- ACTIVITY -
Copy out all of the data below with no alterations.
------ MATERIAL TO PROCESS
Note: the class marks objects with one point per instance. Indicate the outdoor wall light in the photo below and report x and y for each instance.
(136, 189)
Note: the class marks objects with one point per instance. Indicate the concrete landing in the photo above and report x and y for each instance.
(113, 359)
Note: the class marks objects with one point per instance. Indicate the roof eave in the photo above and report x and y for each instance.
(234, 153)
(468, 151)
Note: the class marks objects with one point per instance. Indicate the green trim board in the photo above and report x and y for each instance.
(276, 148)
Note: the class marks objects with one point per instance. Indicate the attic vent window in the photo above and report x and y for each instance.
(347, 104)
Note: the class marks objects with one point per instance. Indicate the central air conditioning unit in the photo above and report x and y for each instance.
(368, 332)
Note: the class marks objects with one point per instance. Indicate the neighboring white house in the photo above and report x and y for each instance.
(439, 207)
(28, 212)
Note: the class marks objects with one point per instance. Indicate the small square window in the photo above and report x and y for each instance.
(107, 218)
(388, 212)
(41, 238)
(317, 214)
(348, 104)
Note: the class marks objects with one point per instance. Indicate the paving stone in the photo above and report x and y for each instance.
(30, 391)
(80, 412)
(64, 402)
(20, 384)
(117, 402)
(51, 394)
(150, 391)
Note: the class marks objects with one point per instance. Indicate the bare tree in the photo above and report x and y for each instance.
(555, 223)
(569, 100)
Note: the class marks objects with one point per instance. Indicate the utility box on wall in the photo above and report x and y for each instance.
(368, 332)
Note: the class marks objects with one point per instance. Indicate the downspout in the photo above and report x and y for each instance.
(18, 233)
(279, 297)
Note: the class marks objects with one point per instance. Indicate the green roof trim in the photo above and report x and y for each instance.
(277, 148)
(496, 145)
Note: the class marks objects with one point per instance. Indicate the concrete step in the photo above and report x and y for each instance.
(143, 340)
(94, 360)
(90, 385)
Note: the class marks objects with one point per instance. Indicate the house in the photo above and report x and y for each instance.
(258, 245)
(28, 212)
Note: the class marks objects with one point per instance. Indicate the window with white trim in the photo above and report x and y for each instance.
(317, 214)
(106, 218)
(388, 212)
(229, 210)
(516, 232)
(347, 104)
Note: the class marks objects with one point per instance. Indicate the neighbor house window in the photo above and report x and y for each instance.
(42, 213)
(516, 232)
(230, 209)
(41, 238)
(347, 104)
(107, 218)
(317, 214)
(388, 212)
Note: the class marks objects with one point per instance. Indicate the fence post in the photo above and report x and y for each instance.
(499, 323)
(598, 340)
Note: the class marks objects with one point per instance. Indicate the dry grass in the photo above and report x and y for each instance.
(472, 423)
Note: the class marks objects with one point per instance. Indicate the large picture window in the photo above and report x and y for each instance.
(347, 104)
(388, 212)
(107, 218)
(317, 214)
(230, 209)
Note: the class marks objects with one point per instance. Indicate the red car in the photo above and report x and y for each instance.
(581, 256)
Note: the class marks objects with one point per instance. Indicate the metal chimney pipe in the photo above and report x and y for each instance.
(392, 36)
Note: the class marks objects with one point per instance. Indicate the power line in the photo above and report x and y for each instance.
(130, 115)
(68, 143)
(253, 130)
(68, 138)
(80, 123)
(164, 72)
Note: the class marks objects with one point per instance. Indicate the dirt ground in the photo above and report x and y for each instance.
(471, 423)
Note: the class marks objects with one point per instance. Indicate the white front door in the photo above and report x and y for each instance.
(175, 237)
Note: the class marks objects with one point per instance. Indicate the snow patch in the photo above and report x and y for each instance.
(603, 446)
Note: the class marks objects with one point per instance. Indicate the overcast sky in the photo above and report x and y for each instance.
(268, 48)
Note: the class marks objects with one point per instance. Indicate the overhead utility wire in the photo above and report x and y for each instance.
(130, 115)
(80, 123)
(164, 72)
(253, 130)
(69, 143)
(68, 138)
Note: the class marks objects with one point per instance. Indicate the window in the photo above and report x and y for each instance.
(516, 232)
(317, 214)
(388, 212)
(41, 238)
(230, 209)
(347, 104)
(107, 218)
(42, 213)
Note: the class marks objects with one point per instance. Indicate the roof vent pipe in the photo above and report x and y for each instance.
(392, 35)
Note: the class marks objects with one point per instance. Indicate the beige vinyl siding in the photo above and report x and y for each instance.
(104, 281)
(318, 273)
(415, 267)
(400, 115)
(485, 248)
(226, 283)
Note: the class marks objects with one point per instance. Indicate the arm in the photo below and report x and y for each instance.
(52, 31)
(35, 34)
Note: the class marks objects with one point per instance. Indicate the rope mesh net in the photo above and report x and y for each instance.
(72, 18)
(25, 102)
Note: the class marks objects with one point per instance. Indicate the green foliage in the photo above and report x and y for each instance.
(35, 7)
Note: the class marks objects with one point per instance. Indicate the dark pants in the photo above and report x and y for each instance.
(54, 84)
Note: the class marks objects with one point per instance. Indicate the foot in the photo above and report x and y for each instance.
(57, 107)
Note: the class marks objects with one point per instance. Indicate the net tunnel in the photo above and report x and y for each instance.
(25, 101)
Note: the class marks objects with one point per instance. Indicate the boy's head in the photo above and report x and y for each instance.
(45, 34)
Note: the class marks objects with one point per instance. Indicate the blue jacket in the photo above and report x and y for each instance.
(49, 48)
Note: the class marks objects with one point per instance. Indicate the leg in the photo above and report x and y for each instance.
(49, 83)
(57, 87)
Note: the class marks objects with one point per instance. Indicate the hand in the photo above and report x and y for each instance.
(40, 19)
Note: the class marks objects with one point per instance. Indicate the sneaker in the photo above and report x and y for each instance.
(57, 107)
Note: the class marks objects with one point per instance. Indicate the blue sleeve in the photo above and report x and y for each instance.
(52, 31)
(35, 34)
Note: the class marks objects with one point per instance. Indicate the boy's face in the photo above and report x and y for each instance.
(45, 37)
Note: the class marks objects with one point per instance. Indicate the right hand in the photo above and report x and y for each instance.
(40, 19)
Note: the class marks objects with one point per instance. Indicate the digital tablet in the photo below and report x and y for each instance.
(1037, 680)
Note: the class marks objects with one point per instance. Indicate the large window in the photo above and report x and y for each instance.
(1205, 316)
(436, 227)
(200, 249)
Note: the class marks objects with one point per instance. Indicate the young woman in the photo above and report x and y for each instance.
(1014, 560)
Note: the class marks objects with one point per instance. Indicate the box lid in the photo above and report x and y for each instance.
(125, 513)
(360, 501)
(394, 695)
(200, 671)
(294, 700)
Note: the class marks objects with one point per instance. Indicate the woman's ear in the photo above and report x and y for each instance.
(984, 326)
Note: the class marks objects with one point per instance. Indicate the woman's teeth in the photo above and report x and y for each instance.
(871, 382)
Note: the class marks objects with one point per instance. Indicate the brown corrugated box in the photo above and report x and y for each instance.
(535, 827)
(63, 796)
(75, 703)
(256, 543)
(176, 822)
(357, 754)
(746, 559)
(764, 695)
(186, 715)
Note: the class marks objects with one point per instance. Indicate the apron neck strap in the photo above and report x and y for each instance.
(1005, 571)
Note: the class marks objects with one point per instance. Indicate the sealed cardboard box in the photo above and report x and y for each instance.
------------
- SOLUTION TO THE EXERCISE -
Note: the class marks objects with one point per instance. Indicate the outdoor wall light in the photo below and report x and y for each instance.
(136, 189)
Note: the class marks objects with one point per instance. Indicate the concrete landing in the photo above and report x and y for each instance.
(113, 359)
Note: the class marks objects with one point per instance. Indicate the roof eave in the photo above and report x and y for each instance.
(234, 153)
(468, 151)
Note: the class marks objects with one point per instance. Indicate the green trim board in the photo above and report x and y for each instance.
(276, 148)
Note: the class marks objects with one point per instance. Indicate the attic vent window in the photo above and report x and y for each instance.
(347, 104)
Note: the class marks objects with one point per instance. Indicate the central air conditioning unit in the photo above and report x and y for each instance.
(368, 332)
Note: the class marks objects with one point per instance. Indicate the neighboring white house in the photo above and report x and y for each instance.
(439, 207)
(28, 212)
Note: the class marks objects with one point per instance. Indicate the small square window in the photo above and report x and y for each instance.
(107, 218)
(388, 212)
(41, 238)
(317, 214)
(348, 104)
Note: the class marks objects with one point per instance. Indicate the paving stone in the photo above and report x and y for each instance.
(30, 391)
(80, 412)
(64, 402)
(20, 384)
(117, 402)
(51, 394)
(150, 391)
Note: the class marks objects with one point per instance. Indicate the bare tree in the photo above and report x and y for each instance.
(555, 223)
(569, 100)
Note: the class marks objects with one point per instance. Indicate the utility box on wall in the photo above and report x and y for each instance.
(368, 332)
Note: the class marks objects with one point per instance. Indicate the downspout in the photo above and report x and y for each instance.
(18, 233)
(279, 297)
Note: the class marks objects with one point per instance. Indicate the green roof trim in the photo above and report x and y for each instance.
(277, 148)
(496, 145)
Note: the class marks objects with one point per instance. Indicate the concrete step in the photo above and report x and y for each instance.
(143, 340)
(94, 360)
(90, 385)
Note: the class marks objects with one point per instance. Indicate the house in the photo above and report x and y for each instance.
(258, 245)
(28, 212)
Note: the class marks objects with one point per instance. Indicate the window with white trim in the photo above and report x and y for each instance.
(317, 214)
(106, 218)
(388, 212)
(229, 210)
(516, 232)
(347, 104)
Note: the class marks objects with one point per instance. Indicate the neighbor house window in the photo above and report x and y for each instance.
(42, 213)
(516, 232)
(230, 209)
(41, 238)
(347, 104)
(107, 218)
(317, 214)
(388, 212)
Note: the class marks objects with one point per instance. Indicate the fence post in the photo above and report x and y for each instance.
(499, 323)
(598, 340)
Note: the class marks objects with one point per instance. Indicate the dry grass in the photo above and report x and y for each instance.
(472, 423)
Note: the class marks objects with one point per instance. Indicate the large picture window in the photo above and report x and y for each instance.
(347, 104)
(388, 212)
(107, 218)
(317, 214)
(230, 209)
Note: the class marks objects with one point per instance. Indicate the red car in the photo above and report x and y for each instance.
(581, 256)
Note: the class marks objects with one point per instance. Indicate the metal chimney pipe in the photo above and report x and y for each instance.
(392, 36)
Note: the class marks objects with one point per instance. Indicate the power line in the photo above and report x and y for each instance.
(130, 115)
(68, 143)
(253, 130)
(68, 138)
(80, 123)
(164, 72)
Note: the class marks objects with one point per instance. Indicate the dirt ground in the photo above and report x and y for each instance.
(471, 423)
Note: the class marks objects with one point per instance. Indicate the white front door in the photo above and report x and y for each instance.
(175, 237)
Note: the class marks objects with one point per instance. Indicate the snow patch in the photo above and report x and y for each instance.
(603, 446)
Note: the class marks objects with one point per instance. Indicate the overcast sky in the photo above and report x and y for each instance.
(268, 48)
Note: the class marks objects with one point per instance. Indicate the overhead utility wire in the photo above and report x and y for each instance.
(130, 115)
(80, 123)
(164, 72)
(253, 130)
(69, 143)
(68, 138)
Note: the class marks objects with one point per instance. Indicate the window in the photo above and report x and y for each instance.
(516, 232)
(317, 214)
(388, 212)
(41, 238)
(230, 209)
(347, 104)
(107, 218)
(42, 213)
Note: the class marks objects with one point per instance. Indicate the roof vent pipe in the photo above and report x and y for each instance.
(392, 35)
Note: the class marks objects with one point per instance. Indicate the beige vinyl siding in the photo above and report x and y for each instance.
(104, 281)
(318, 273)
(415, 267)
(400, 115)
(485, 248)
(226, 283)
Note: the class marks objects with one point per instance. Indicate the arm in the photo below and report x and y for each instance.
(52, 31)
(35, 34)
Note: the class marks objects with one point per instance. Indicate the rope mesh net in the photo above and report x and y for each instance.
(72, 18)
(25, 102)
Note: the class marks objects with one point per instance. Indicate the green foliage in the photo above and report x and y for each instance.
(35, 7)
Note: the class marks objects with one point per instance. Indicate the dark pants in the photo above and report x and y for each instance.
(54, 84)
Note: the class marks objects with one point per instance. Indicate the foot in the photo above and report x and y for each instance.
(57, 107)
Note: the class marks objects with one point per instance. Indicate the net tunnel in the photo above and report x and y for each instance.
(25, 101)
Note: the class marks objects with one point per instance. Indicate the boy's head in the photo above and report x and y for each instance.
(45, 34)
Note: the class marks objects with one point per instance. Indicate the blue jacket in the photo above and report x and y for each instance.
(49, 48)
Note: the class marks objects with one point per instance. Indicate the leg in the photo above and report x and y for each instance.
(49, 83)
(57, 87)
Note: the class marks objects with one point per instance. Indicate the hand in the photo above and report x and y for each instance.
(40, 19)
Note: the class marks objects with one point per instance. Indicate the sneaker in the photo above and report x and y for each instance.
(57, 107)
Note: the class marks objects with one point per instance. Indicate the blue sleeve in the photo above and report x and y for each instance.
(52, 31)
(35, 34)
Note: the class marks objects with one point per instance. Indicate the boy's face in the photo above and report x and y for each instance.
(45, 37)
Note: the class marks objects with one point per instance. Indicate the right hand in the photo above and report x and y for each instance.
(40, 19)
Note: the class marks objects with one point per instance. Indicate the digital tablet in the photo below and report x and y for each instance.
(1037, 680)
Note: the class marks objects with one point per instance. Indicate the large window in the photo above and report x and y for each instance.
(1205, 316)
(436, 227)
(200, 249)
Note: the class marks objects with one point per instance. Indicate the young woman in the photo above and report x and y for each instance.
(1014, 560)
Note: the class marks objects with one point per instance. Indicate the box lid in the photo above and report x and y for each instance.
(125, 513)
(360, 501)
(394, 695)
(200, 671)
(294, 700)
Note: the class marks objects with one point per instance. Indicate the woman's ear in the photo above and report x and y for each instance.
(984, 326)
Note: the class marks objects with one point per instance. Indicate the woman's teeth in the photo above and report x and y for each instance.
(871, 382)
Note: the class marks objects with one point per instance. Indicate the brown corrugated box in the photo above and report x and y for each instance.
(535, 827)
(63, 796)
(75, 703)
(256, 543)
(176, 822)
(357, 754)
(746, 559)
(764, 695)
(186, 715)
Note: the class marks objects with one point per instance. Indicate the apron neck strap in the photo above and report x and y for each instance.
(1005, 571)
Note: the class marks objects with one point per instance. Indicate the sealed cardboard box in the photo above and report x and y for each instance.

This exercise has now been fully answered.